> [REQUIRED ACTION]
A precise reproduction of every record below is needed, minus the pictures.

---------- DATA RECORDS ----------

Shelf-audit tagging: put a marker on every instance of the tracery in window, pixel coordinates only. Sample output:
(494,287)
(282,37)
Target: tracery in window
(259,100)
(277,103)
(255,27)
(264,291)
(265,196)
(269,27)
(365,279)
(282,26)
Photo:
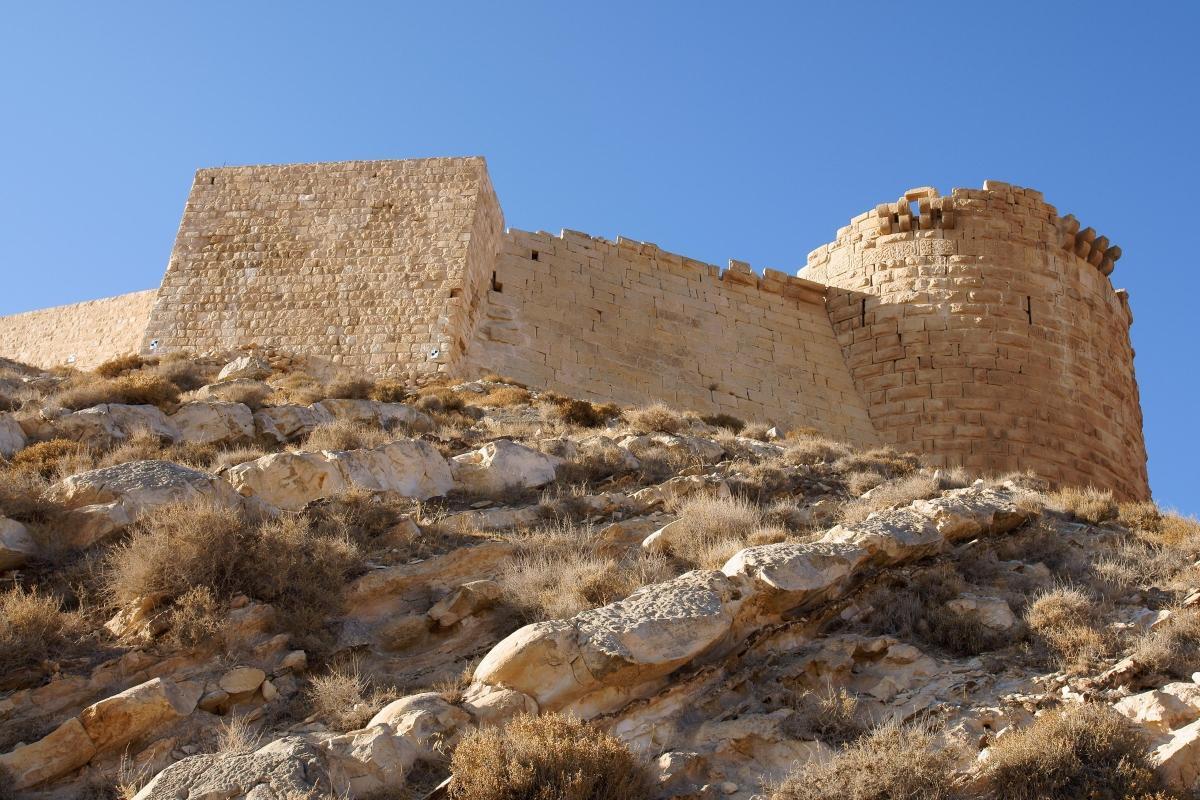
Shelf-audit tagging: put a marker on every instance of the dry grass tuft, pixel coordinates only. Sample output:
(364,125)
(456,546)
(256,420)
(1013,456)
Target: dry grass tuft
(120,365)
(549,757)
(1081,751)
(390,391)
(891,763)
(345,434)
(1089,504)
(53,458)
(726,421)
(654,417)
(132,389)
(709,530)
(557,573)
(340,697)
(281,561)
(33,629)
(1066,620)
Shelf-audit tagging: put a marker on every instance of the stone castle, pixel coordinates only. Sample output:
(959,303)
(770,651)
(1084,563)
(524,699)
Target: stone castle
(981,328)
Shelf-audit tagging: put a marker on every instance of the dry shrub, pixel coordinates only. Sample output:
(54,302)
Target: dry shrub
(549,757)
(340,697)
(891,763)
(389,391)
(345,434)
(441,400)
(863,481)
(1066,620)
(349,389)
(885,461)
(33,627)
(726,421)
(654,417)
(1173,648)
(807,450)
(556,573)
(1081,751)
(891,494)
(711,529)
(120,365)
(53,458)
(585,414)
(505,396)
(912,605)
(131,389)
(180,547)
(1089,504)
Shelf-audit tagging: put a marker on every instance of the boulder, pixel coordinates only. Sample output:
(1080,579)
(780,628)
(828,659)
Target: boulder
(65,750)
(468,599)
(613,651)
(289,481)
(106,500)
(217,423)
(118,720)
(240,680)
(287,768)
(16,545)
(993,613)
(103,425)
(376,414)
(787,575)
(1158,710)
(12,435)
(1177,759)
(501,465)
(285,423)
(249,366)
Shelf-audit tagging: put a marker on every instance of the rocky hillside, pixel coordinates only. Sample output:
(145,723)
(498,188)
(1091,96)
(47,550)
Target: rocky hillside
(238,578)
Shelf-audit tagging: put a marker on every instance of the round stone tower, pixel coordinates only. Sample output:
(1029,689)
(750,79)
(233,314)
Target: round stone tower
(983,330)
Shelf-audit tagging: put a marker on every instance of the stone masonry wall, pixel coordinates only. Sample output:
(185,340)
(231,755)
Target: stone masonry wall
(364,264)
(83,335)
(630,323)
(983,329)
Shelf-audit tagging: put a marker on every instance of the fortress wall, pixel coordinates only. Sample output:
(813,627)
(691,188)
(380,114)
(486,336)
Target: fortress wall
(89,332)
(363,264)
(630,323)
(987,332)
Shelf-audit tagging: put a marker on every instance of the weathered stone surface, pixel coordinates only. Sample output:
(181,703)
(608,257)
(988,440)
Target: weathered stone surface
(241,679)
(376,414)
(786,576)
(289,481)
(65,750)
(219,423)
(16,545)
(108,499)
(101,425)
(646,636)
(288,423)
(247,366)
(286,768)
(991,612)
(466,600)
(501,465)
(138,711)
(12,435)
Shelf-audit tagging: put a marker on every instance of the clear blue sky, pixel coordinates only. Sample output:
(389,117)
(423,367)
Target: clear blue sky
(749,131)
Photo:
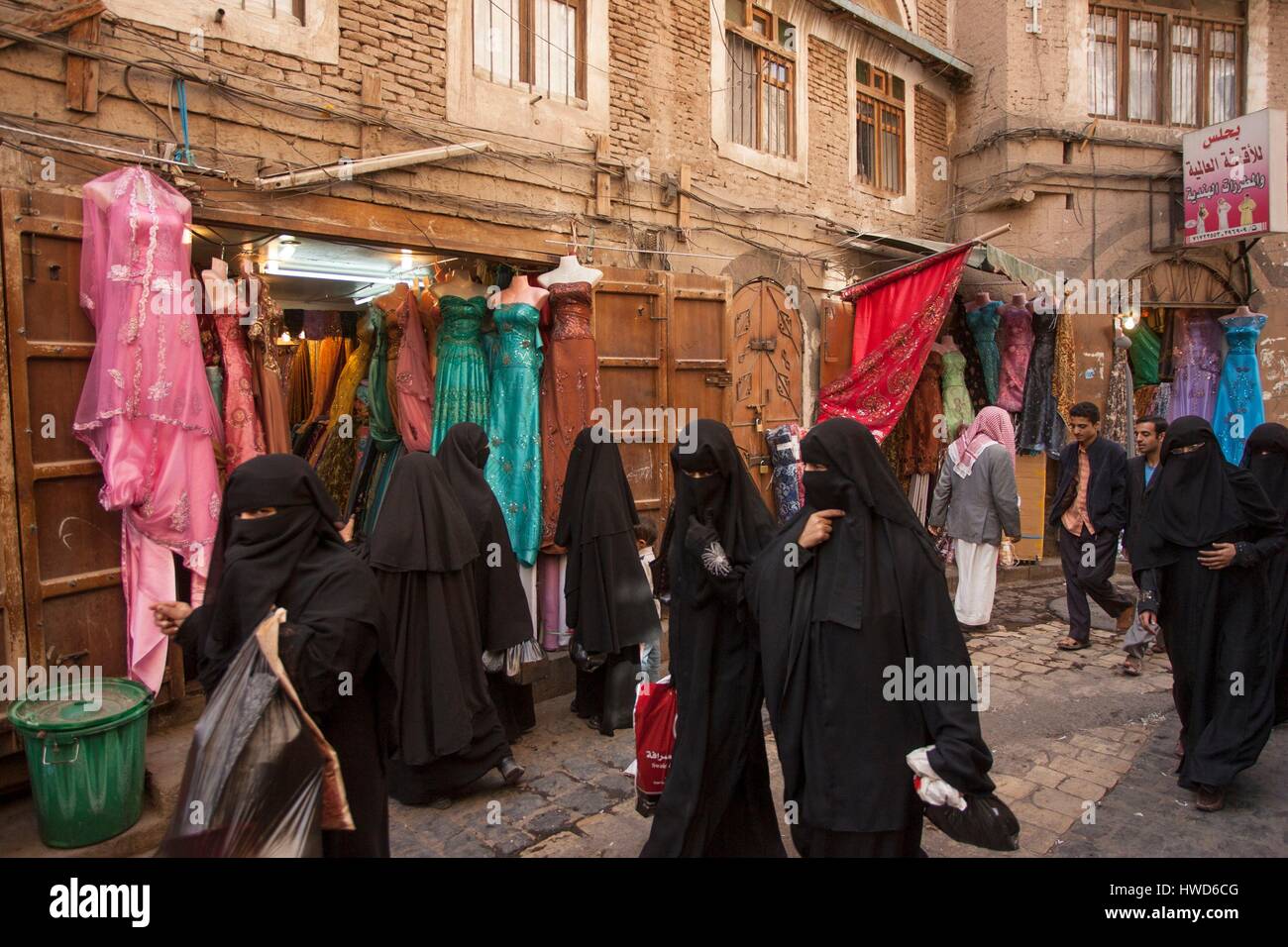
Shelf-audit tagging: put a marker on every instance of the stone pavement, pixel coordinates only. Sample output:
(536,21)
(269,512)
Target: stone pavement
(1064,728)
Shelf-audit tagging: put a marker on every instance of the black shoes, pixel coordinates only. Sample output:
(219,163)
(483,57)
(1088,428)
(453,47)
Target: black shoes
(510,771)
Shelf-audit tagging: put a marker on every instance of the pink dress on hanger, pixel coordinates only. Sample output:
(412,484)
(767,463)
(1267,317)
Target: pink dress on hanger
(146,411)
(412,380)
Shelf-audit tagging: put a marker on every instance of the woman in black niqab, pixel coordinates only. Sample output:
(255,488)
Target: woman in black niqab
(1201,564)
(716,801)
(605,591)
(1266,457)
(501,602)
(295,560)
(836,621)
(423,553)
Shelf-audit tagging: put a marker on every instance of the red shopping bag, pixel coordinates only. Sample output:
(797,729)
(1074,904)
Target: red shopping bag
(655,742)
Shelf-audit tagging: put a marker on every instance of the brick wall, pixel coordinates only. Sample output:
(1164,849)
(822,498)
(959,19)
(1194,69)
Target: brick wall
(932,21)
(931,138)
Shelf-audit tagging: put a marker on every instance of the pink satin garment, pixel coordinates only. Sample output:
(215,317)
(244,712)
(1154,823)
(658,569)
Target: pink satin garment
(146,411)
(412,380)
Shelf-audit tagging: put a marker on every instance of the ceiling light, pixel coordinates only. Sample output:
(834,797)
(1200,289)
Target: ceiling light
(274,269)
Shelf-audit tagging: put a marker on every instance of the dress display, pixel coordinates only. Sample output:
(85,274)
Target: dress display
(1120,419)
(925,411)
(462,382)
(570,392)
(1145,350)
(1041,424)
(957,410)
(983,324)
(1016,339)
(1197,360)
(415,406)
(514,467)
(1239,406)
(146,410)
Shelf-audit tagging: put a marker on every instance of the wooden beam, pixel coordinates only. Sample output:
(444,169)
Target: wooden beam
(603,180)
(82,69)
(46,22)
(684,201)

----------

> [ANSWER FOR THE TASK]
Shelf-audit tagging: put a marker on every instance of the tracery in window, pixel coordinates only. Sample output:
(494,287)
(282,37)
Target: tracery in window
(259,100)
(277,103)
(255,27)
(264,291)
(265,196)
(269,27)
(365,279)
(282,26)
Photo:
Shelf-audit tagging: put a marker on every instance of the dry grass tuft, pixel coordinates only. Sample output:
(364,125)
(456,546)
(256,420)
(1013,456)
Target: dry grass tuft
(120,365)
(549,757)
(1081,751)
(390,391)
(891,763)
(345,434)
(1089,504)
(53,458)
(726,421)
(654,417)
(132,389)
(709,530)
(557,573)
(340,697)
(281,561)
(33,629)
(1066,620)
Shelf-audit tagging: put a marker on every instance of the stone castle, pixel coordinates only. Sample output:
(959,303)
(770,651)
(1084,563)
(524,699)
Target: stone castle
(981,328)
Shelf-audit tagging: put a marker on every instance of the dry shrub, pixel coordinates only. Sample output:
(54,302)
Target: dry shrub
(549,757)
(340,697)
(891,763)
(389,391)
(345,434)
(441,400)
(863,481)
(1066,620)
(349,389)
(885,461)
(33,627)
(726,421)
(654,417)
(1173,648)
(807,450)
(556,573)
(1081,751)
(891,494)
(711,529)
(120,365)
(53,458)
(585,414)
(505,396)
(912,605)
(131,389)
(180,547)
(1089,504)
Shelf-audit tagging: put a marker on every instance of the boulder, pixel coordinates only. Sample output:
(1080,579)
(780,628)
(828,659)
Target: boulder
(65,750)
(468,599)
(613,651)
(289,481)
(106,500)
(217,423)
(118,720)
(240,680)
(287,768)
(16,545)
(993,613)
(103,425)
(376,414)
(787,575)
(1158,710)
(12,435)
(1177,759)
(501,465)
(285,423)
(249,366)
Shelf-audit tagging: put a marker on every instance of the rocky hillside, pixel coordinates only. Sample output:
(145,723)
(498,188)
(1091,96)
(47,550)
Target: rocky hillside
(238,578)
Shelf-audit tagging: put a marker on every instance of the round stone tower, pixel coordinates only. Sample output:
(1029,689)
(750,79)
(233,314)
Target: round stone tower
(983,330)
Shelf-audit tagging: put a marker on every instance of the stone masonry wall, pixel coordinates only. Sample output:
(185,340)
(231,755)
Target: stone masonry wall
(364,264)
(83,335)
(630,323)
(983,329)
Shelf-audit tagging: put a marker on every instance of the fortress wall, pixel coordinates only. Sample output:
(813,627)
(691,188)
(380,114)
(486,336)
Target: fortress wall
(89,332)
(363,264)
(630,323)
(987,332)
Shelf-audit tagging: put a marker on every instance of the weathered stone surface, pixel coordinates only. Sample output:
(181,703)
(608,257)
(988,440)
Target: weathered stone surface
(241,679)
(376,414)
(786,576)
(289,481)
(65,750)
(219,423)
(16,545)
(108,499)
(101,425)
(646,636)
(288,423)
(247,366)
(286,768)
(991,612)
(466,600)
(501,465)
(138,711)
(12,435)
Shelf-audit tagging: put a marker on every instance of the clear blue sky, pixel coordinates only. Sample output:
(389,117)
(423,367)
Target: clear blue sky
(749,131)
Photo:
Shelf-audit tagging: put a marker on every instance of the stone pavement, pixel coordinates only. Sample output:
(536,21)
(269,512)
Target: stone pavement
(1064,728)
Shelf-audit tagging: put a marker on every instance of the black shoes, pixel coordinates only. Sample output:
(219,163)
(483,57)
(1088,428)
(453,47)
Target: black shoes
(510,771)
Shelf-audit tagging: put a marker on every instance of the pink dress on hanger, pixel coordinates only. Sample output:
(412,484)
(767,463)
(1267,317)
Target: pink dress on hanger
(146,411)
(412,380)
Shelf-audit tagging: put a marker on every instance of the woman in black niqab, pixel coordinates only. Sample output:
(255,488)
Target: woman in black niqab
(1201,564)
(716,801)
(605,591)
(1266,457)
(501,602)
(295,560)
(836,621)
(423,553)
Shelf-audit tagging: put a marker on every instance of the red shopping bag, pixel coordinates only. Sample output:
(797,729)
(1074,904)
Target: red shopping bag
(655,742)
Shelf-audit tagging: put a marker on every instance of the brick wall, pixel coordinates only. Sample output:
(1164,849)
(822,498)
(959,19)
(1194,69)
Target: brick wall
(932,21)
(931,138)
Shelf-audit tagging: put a marker on every instance of the pink satin garment, pixel coordinates only. Sample output:
(215,317)
(244,712)
(1154,823)
(658,569)
Target: pink satin garment
(146,411)
(412,380)
Shelf-audit tagging: put a marker on every instance of the ceiling light, pixel coordinates only. Sample output:
(834,797)
(1200,289)
Target: ceiling light
(274,269)
Shelf-audit tagging: put a marker on every instance of the dress display, pixel coordinates only. Sample output:
(85,274)
Target: dress display
(1120,419)
(925,411)
(462,382)
(570,392)
(1145,350)
(1041,424)
(957,410)
(983,324)
(1016,339)
(1197,360)
(415,406)
(514,467)
(1239,406)
(146,410)
Shelf-audit tagging: put a marker on every instance of the wooden beam, pixel coordinates only. Sample output:
(444,169)
Target: wooden beam
(603,180)
(82,69)
(46,22)
(684,201)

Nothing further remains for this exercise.